THE TASK — Go through the following data and transcribe exactly the stretch of lines from the one holding "column 134, row 275" to the one holding "column 153, row 29", both included.

SUPPLIED DATA —
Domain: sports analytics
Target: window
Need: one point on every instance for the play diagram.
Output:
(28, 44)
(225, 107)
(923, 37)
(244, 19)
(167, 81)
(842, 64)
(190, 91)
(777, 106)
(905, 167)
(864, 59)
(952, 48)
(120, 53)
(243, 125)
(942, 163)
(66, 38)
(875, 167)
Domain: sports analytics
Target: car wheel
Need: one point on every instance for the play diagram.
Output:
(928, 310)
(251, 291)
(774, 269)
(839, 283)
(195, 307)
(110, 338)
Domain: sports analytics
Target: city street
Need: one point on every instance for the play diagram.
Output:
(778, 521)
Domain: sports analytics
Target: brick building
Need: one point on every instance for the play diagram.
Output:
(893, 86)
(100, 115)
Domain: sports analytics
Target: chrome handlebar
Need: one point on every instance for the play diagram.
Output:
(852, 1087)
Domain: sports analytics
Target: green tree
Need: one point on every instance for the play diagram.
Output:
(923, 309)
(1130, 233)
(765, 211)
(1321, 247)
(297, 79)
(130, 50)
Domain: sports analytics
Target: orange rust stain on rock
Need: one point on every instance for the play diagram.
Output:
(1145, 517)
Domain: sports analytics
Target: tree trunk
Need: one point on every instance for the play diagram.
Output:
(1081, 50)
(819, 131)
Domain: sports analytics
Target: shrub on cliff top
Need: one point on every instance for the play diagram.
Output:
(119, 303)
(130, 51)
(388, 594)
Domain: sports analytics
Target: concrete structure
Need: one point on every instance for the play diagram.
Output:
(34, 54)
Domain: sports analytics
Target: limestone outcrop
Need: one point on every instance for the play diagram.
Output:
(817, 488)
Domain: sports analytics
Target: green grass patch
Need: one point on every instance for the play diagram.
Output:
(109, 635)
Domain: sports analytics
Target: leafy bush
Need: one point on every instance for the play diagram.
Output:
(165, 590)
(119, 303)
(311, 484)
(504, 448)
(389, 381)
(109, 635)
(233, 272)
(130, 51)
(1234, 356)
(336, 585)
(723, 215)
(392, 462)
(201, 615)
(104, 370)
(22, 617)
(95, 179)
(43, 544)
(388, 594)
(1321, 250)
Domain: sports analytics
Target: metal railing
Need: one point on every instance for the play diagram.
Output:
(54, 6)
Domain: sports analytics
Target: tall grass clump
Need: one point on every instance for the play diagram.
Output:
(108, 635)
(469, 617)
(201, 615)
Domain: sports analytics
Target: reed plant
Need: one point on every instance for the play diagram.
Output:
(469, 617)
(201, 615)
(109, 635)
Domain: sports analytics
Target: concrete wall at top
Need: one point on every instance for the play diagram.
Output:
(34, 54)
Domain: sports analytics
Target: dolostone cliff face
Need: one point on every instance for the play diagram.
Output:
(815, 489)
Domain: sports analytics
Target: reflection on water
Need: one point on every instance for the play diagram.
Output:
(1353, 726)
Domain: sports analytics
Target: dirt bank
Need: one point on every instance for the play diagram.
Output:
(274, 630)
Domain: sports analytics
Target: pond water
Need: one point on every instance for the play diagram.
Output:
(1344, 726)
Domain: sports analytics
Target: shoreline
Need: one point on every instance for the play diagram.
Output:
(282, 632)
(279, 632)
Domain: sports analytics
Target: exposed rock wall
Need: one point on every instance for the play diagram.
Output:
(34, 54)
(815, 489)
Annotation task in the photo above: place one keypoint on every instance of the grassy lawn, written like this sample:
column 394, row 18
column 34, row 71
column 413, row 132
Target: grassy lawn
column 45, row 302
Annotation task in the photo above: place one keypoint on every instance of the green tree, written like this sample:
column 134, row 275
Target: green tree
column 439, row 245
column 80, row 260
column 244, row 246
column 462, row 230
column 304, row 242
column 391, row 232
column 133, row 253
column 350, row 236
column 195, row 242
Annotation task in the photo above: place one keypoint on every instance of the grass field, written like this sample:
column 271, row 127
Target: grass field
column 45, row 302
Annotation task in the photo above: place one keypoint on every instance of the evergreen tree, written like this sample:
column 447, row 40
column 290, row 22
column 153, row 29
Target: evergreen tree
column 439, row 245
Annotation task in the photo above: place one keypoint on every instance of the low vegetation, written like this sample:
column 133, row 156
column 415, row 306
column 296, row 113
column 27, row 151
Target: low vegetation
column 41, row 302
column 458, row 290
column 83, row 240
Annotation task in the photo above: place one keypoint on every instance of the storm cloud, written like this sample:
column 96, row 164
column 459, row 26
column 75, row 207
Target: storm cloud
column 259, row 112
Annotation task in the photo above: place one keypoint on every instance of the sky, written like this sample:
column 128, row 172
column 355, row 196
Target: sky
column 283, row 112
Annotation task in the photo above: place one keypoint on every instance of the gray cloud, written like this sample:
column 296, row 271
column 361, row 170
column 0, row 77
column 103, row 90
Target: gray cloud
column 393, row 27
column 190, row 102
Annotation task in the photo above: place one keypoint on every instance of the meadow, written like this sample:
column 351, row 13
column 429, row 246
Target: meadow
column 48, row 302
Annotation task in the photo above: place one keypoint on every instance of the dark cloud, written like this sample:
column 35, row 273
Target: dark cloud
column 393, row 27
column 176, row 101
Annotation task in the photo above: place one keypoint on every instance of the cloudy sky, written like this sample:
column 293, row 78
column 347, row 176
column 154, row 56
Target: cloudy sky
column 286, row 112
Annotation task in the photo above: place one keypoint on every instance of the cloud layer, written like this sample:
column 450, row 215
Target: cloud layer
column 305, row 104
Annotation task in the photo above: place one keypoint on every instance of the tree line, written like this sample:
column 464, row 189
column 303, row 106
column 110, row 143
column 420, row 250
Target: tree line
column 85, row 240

ANSWER SECTION —
column 134, row 275
Target: green tree
column 439, row 245
column 80, row 260
column 244, row 246
column 462, row 230
column 304, row 242
column 391, row 232
column 133, row 253
column 350, row 236
column 195, row 242
Annotation task in the photo above: place one keypoint on every instance of the grass field, written like this sample:
column 271, row 127
Target: grass field
column 45, row 302
Annotation task in the photo above: place one keypoint on every instance of the evergreen tree, written like this sample:
column 447, row 40
column 290, row 22
column 153, row 29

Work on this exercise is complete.